Please answer these questions from the forum thread on zipping nested Python lists below, numbering your answers to match.
1. What do the comments in the sample data say to think of 'x' and 'y' as?
2. What does the asker note about the length of the data and metadata?
3. Which itertools tool does the reply use to flatten the results of zip(samples)?

• **PROVIDED TEXT**
******************************

How to join innermost elements of a deep nested list using zip

Suppose that I have the following list of lists containing lists:
samples = [
# First sample
[
# Think 'x' as in input variable in ML
[
['A','E'], # Data
['B','F'] # Metadata
],
# Think 'y' as in target variable in ML
[
['C','G'], # Data
['D','H'], # Metadata
]
],
# Second sample
[
[
['1'],
['2']
],
[
['3'],
['4']
]
]
]
The output that I'm after looks like the following:
>>> samples
[
['A','E','1'], # x.data
['B','F','2'], # x.metadata
['C','G','3'], # y.data
['D','H','4'] # y.metadata
]
My question is that does there exist a way to utilize Python's zip function and maybe some list comprehensions to achieve this?
I have searched for some solutions, but for example this and this deal with using zip to address different lists, not inner lists.
A way to achieve this could very well be just a simple iteration over the samples like this:
x,x_len,y,y_len=[],[],[],[]
for sample in samples:
x.append(sample[0][0])
x_len.append(sample[0][1])
y.append(sample[1][0])
y_len.append(sample[1][1])
samples = [
x,
x_len,
y,
y_len
]
I'm still curious if there exists a way to utilize zip over for looping the samples and their nested lists.
Note that the data and metadata can vary in length across samples.
IIUC, one way is to use itertools.chain to flatten the results of zip(samples):
from itertools import chain
new_samples = [
list(chain.from_iterable(y)) for y in zip(
*((chain.from_iterable(*x)) for x in zip(samples))
)
]
print(new_samples)
#[['A', 'E', '1'], ['B', 'F', '2'], ['C', 'G', '3'], ['D', 'H', '4']]
Step by step explanation
1) First call zip on samples:
print(list(zip(samples)))

******************************

• **PROVIDED DATA**
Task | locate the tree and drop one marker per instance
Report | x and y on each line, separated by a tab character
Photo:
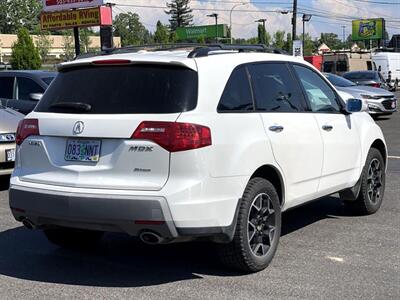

******************************

• **SOLUTION FOR THIS TASK**
1. 'x' as the input variable in ML, and 'y' as the target variable in ML.
2. The data and metadata can vary in length across samples.
3. itertools.chain, called as chain.from_iterable.